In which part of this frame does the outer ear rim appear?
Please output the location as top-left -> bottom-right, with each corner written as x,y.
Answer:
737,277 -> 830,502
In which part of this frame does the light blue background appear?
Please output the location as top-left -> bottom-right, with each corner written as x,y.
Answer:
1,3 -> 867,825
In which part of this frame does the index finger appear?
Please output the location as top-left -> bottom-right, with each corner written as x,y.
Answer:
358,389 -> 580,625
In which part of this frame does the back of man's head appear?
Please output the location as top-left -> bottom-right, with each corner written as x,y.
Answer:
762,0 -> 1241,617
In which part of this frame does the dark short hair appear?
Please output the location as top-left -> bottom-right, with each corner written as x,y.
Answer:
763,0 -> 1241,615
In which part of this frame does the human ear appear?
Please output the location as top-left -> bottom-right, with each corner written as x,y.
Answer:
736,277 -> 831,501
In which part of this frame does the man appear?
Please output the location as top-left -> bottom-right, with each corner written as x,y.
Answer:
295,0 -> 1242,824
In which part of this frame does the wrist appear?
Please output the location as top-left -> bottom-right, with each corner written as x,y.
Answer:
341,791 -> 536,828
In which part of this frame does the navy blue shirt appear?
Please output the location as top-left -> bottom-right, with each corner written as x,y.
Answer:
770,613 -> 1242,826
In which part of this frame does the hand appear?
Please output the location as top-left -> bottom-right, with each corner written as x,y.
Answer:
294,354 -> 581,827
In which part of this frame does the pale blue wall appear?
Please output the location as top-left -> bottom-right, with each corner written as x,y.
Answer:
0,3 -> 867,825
=-=-=-=-=
# TASK BRIEF:
Where a line of the material above holds the string "which", copy that line.

# FINAL ANSWER:
In which part of this frame does the outer ear rim appear?
In which part of this frame does the light blue background appear?
In which part of this frame does the index finger appear?
In which part of this frame does the back of man's head appear?
In which part of this frame does the dark short hair appear?
In which part of this frame does the human ear appear?
In which part of this frame does the man appear?
In which part of this frame does the wrist appear?
In which part of this frame does the navy blue shirt appear?
In which part of this frame does the hand appear?
In which part of this frame does the pale blue wall appear?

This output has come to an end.